Return the rows below without any change, beginning at the line that contains "Every instance of the chin gets one dot." and stopping after the line that contains "x=352 y=182".

→ Supplied material:
_ _ _ _ _

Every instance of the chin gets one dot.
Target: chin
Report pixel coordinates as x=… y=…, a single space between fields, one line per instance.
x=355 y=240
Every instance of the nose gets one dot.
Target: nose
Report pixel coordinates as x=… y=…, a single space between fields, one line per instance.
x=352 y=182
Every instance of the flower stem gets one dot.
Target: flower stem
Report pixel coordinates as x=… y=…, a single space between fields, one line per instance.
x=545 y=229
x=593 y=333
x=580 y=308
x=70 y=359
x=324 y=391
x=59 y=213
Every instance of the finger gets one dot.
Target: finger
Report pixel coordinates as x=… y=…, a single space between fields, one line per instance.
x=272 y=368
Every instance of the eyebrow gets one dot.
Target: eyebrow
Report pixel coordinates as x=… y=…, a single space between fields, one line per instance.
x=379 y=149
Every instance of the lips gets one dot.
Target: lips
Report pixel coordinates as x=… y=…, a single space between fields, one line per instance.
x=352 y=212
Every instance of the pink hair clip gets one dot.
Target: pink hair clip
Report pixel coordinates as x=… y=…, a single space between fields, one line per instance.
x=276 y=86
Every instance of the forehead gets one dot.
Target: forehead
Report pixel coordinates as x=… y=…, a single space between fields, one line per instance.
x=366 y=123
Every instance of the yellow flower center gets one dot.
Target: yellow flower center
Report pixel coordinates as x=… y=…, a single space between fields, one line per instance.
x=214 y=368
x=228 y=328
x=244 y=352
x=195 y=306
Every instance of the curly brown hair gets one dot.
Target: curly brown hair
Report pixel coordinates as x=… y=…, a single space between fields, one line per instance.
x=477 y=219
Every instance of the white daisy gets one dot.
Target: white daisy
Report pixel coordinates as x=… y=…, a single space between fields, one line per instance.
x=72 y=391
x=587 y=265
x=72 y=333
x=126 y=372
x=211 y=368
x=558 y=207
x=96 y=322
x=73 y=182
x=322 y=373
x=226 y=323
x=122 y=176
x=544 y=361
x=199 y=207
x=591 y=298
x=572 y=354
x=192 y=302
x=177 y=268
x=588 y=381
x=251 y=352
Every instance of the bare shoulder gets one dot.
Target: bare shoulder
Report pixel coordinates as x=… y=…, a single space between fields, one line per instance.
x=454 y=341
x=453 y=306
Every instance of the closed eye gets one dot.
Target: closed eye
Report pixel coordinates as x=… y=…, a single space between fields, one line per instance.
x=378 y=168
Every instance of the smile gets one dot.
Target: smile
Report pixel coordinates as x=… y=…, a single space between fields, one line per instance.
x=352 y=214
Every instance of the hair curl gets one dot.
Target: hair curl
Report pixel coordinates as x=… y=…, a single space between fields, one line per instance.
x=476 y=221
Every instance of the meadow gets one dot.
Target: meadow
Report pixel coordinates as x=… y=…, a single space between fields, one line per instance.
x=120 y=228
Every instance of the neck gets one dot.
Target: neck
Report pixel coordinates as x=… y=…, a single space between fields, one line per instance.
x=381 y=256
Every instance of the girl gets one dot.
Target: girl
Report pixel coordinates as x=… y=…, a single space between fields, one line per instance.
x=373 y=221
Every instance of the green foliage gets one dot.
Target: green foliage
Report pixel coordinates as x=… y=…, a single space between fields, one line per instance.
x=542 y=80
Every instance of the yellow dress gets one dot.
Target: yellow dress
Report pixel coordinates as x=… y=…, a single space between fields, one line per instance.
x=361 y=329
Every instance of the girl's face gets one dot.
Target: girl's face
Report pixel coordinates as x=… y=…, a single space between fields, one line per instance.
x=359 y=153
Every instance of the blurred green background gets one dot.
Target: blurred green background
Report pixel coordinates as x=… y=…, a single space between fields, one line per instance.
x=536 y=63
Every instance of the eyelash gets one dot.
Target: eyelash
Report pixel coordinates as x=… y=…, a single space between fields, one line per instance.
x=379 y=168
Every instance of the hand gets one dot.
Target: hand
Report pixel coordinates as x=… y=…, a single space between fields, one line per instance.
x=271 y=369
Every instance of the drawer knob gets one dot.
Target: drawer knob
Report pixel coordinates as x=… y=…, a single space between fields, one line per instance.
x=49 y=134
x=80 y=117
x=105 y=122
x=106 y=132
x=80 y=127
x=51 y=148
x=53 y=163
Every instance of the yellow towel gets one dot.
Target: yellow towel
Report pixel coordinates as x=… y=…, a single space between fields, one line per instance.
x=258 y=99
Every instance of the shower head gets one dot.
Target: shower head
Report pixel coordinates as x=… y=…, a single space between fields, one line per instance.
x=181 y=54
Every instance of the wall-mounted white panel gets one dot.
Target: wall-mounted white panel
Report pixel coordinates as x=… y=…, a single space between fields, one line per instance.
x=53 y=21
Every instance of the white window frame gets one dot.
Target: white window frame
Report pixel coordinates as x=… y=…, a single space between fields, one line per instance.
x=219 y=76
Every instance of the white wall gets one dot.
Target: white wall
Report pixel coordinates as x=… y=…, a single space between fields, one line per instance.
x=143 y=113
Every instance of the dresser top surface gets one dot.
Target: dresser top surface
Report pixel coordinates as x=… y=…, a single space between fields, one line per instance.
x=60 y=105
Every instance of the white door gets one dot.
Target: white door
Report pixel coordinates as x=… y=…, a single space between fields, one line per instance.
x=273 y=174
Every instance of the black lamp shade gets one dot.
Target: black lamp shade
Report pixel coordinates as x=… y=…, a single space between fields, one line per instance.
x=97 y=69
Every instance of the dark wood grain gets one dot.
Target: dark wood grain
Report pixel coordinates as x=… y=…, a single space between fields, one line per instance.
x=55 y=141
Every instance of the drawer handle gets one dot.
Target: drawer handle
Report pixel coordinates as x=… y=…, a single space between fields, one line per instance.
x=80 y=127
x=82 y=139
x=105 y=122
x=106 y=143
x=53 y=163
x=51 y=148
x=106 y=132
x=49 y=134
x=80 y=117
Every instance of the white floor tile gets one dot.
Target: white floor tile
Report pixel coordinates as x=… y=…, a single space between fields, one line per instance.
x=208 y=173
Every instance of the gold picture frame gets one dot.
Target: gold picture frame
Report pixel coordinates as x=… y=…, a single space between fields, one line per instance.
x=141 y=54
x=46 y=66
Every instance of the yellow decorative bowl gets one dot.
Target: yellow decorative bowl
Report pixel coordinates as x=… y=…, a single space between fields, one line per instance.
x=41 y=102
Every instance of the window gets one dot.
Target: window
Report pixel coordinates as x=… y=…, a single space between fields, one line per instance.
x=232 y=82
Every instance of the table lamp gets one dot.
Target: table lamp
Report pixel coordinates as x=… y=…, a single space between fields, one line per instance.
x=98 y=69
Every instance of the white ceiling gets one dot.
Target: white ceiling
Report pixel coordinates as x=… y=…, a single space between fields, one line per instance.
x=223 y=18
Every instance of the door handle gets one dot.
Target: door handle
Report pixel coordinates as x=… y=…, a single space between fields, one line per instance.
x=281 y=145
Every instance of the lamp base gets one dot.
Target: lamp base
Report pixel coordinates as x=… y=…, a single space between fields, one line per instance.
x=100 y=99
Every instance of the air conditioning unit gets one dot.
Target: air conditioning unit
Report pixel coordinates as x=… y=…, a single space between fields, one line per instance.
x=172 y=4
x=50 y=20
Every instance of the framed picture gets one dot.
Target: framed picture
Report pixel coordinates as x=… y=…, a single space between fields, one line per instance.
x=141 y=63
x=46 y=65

_ _ _ _ _

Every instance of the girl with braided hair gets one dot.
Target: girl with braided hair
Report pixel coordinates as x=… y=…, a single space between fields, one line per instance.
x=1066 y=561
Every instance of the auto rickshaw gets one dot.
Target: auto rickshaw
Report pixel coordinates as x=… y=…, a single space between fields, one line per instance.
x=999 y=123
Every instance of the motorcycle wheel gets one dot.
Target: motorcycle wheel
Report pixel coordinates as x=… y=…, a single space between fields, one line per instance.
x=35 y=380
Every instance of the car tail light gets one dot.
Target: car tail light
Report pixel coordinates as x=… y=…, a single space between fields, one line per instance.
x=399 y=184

_ _ _ _ _

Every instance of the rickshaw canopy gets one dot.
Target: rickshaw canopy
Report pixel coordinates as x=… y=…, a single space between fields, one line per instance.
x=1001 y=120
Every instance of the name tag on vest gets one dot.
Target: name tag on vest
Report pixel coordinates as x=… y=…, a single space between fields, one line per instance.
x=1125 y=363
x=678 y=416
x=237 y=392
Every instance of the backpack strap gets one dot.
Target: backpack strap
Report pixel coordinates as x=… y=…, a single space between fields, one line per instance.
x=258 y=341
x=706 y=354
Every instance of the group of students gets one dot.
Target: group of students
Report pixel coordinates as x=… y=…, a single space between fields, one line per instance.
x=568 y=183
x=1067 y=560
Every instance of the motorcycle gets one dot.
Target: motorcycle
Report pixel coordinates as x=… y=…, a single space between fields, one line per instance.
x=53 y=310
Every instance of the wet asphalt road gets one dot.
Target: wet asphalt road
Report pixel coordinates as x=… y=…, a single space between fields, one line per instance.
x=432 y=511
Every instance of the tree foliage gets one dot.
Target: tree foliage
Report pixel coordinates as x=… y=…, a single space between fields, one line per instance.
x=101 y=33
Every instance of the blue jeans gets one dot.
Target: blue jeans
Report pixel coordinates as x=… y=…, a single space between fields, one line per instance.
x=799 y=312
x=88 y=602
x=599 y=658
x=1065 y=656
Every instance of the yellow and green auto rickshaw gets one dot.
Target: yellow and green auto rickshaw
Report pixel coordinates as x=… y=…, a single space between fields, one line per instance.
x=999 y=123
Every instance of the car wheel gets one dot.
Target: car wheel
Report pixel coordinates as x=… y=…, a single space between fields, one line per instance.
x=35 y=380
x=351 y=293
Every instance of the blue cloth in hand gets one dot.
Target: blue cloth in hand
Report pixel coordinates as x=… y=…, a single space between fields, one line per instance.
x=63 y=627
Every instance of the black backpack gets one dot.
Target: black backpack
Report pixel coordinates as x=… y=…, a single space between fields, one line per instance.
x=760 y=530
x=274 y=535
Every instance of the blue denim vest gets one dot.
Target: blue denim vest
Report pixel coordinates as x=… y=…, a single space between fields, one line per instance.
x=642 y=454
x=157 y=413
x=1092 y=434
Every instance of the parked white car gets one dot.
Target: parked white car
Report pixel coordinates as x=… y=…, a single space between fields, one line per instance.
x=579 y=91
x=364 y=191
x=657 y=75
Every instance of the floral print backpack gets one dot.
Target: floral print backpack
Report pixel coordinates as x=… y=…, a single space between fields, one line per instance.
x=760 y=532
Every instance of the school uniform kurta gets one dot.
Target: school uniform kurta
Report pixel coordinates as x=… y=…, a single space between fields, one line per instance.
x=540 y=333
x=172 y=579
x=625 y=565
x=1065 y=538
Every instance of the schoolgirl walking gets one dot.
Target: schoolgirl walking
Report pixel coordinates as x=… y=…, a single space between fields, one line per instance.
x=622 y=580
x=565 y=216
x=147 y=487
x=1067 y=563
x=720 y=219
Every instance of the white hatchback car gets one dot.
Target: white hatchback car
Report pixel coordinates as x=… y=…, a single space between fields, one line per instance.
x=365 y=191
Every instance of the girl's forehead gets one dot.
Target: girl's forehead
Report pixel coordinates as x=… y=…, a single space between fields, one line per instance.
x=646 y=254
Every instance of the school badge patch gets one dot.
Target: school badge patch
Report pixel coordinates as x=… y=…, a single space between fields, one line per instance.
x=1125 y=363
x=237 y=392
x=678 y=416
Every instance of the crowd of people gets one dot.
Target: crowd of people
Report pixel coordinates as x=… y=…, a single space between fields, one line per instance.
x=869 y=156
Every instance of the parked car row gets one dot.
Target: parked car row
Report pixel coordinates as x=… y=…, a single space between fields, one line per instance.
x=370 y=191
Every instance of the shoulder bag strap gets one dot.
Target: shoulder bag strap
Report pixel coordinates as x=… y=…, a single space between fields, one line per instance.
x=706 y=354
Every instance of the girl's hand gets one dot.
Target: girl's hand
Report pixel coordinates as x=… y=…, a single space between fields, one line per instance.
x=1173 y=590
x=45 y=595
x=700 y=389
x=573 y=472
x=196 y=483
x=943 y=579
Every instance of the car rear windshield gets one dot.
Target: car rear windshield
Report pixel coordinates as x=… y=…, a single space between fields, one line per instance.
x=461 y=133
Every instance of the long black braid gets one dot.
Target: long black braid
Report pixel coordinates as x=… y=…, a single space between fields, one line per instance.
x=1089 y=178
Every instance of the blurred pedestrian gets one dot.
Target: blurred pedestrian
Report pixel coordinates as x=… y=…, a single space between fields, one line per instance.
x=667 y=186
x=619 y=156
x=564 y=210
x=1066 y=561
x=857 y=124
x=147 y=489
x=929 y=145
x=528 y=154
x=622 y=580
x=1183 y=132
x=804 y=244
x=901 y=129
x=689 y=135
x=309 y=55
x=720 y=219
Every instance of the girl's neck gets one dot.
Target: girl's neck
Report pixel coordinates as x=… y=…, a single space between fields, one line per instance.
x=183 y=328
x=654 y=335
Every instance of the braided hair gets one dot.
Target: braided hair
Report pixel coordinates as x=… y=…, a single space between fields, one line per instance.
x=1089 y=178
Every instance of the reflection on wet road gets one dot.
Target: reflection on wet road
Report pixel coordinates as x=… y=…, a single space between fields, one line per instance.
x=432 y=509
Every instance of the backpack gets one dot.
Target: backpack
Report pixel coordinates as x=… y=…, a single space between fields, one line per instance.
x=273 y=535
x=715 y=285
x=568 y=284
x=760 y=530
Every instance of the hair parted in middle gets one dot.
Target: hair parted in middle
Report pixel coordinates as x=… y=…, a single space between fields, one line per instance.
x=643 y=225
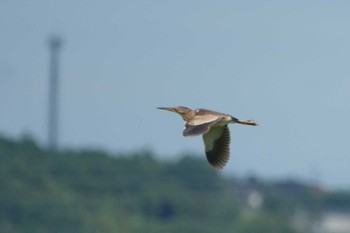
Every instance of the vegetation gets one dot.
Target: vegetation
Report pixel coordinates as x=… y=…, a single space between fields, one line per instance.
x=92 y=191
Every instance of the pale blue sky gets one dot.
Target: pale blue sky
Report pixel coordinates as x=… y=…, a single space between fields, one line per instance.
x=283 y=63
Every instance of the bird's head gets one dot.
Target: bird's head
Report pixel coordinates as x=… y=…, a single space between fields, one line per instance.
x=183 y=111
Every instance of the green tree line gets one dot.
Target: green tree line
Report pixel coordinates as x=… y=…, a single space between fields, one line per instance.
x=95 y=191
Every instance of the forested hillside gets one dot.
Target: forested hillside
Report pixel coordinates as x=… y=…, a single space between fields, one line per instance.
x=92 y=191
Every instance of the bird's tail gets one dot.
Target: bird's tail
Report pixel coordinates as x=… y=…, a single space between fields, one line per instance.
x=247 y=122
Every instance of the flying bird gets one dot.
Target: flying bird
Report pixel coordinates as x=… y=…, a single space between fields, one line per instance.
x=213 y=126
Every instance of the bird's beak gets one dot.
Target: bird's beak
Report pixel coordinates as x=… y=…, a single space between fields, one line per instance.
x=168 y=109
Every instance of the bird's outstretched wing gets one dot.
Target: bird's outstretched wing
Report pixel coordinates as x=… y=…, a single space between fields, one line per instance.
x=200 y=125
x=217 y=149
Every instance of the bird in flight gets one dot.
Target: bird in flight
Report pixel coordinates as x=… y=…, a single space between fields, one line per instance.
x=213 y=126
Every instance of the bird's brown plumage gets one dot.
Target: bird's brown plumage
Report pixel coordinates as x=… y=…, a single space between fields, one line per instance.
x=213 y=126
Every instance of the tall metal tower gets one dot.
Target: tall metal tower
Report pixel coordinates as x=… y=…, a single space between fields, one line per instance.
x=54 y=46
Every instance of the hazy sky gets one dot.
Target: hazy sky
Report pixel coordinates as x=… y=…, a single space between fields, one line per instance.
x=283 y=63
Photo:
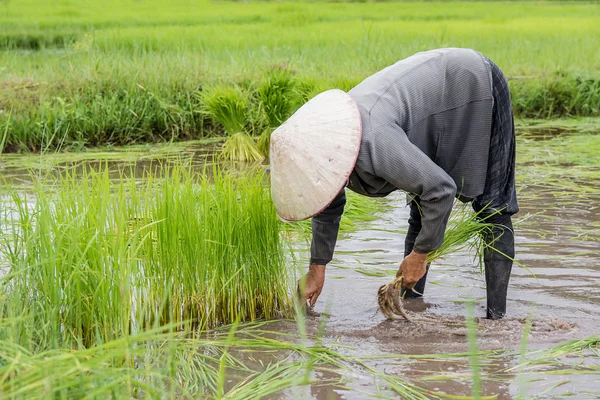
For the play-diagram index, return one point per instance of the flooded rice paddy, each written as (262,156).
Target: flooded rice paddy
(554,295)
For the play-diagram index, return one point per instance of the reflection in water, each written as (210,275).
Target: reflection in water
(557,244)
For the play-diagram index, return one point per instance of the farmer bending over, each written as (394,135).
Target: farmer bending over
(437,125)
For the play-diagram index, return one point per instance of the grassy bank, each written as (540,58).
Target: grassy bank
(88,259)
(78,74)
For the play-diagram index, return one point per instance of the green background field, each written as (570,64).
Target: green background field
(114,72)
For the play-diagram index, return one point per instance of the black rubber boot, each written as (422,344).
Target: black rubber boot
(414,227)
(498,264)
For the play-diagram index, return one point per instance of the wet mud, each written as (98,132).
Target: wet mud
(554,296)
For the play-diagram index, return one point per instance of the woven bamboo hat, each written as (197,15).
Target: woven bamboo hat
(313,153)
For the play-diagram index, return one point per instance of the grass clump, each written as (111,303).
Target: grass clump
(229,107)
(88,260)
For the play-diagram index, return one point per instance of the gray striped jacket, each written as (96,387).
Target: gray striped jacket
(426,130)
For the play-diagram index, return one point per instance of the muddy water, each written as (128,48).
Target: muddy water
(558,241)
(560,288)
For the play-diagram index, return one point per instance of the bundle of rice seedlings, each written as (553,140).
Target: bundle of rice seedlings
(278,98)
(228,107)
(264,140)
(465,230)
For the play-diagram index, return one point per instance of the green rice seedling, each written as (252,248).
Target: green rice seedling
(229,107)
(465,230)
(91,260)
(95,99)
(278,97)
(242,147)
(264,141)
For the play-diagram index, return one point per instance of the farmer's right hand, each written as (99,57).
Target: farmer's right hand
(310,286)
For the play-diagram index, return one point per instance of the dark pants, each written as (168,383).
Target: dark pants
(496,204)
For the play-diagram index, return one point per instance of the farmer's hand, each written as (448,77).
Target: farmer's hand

_ _ _ _ _

→ Exercise answer:
Every instance of the chin gets one dot.
Target: chin
Report pixel coordinates as x=… y=…, a single space between fields, one line per instance.
x=355 y=240
Every instance of the nose gets one dot.
Target: nose
Report pixel coordinates as x=… y=…, a single space between fields, one line per instance.
x=352 y=182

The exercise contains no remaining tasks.